◆ Task to complete
Across the entries that follow, how many lines have the word "handle" in them? Give only the number.

--- Available data ---

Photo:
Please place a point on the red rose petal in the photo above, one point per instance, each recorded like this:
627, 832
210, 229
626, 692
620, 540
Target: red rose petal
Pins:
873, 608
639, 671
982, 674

---
--- Available data ---

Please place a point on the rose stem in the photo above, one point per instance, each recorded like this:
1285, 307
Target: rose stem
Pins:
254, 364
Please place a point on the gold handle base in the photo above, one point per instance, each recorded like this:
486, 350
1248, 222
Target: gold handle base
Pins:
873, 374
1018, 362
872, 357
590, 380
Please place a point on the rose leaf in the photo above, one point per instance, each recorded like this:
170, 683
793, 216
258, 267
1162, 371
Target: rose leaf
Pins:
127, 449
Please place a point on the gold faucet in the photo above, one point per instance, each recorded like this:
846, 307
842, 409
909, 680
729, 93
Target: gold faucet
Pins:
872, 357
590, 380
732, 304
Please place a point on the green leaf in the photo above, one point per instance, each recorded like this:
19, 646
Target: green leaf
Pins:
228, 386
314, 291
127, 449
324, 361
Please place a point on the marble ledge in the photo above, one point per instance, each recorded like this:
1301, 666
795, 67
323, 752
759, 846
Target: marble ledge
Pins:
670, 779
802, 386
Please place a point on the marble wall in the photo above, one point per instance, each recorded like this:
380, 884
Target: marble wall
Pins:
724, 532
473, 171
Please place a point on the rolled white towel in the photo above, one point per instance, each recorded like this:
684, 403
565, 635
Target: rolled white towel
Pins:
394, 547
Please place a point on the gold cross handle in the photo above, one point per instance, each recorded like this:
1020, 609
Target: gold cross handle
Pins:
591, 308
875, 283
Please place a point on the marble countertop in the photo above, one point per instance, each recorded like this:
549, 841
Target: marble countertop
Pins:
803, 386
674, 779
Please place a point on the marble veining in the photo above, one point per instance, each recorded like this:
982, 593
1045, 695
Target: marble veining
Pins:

---

◆ Response
4